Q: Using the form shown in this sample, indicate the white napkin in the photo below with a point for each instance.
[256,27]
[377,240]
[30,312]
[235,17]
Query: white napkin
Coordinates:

########################################

Return every line of the rows above that contains the string "white". Case counts.

EXERCISE SOLUTION:
Q: Using the form shown in this sample, indicate the white napkin in the photo below with a point for each instance.
Query: white napkin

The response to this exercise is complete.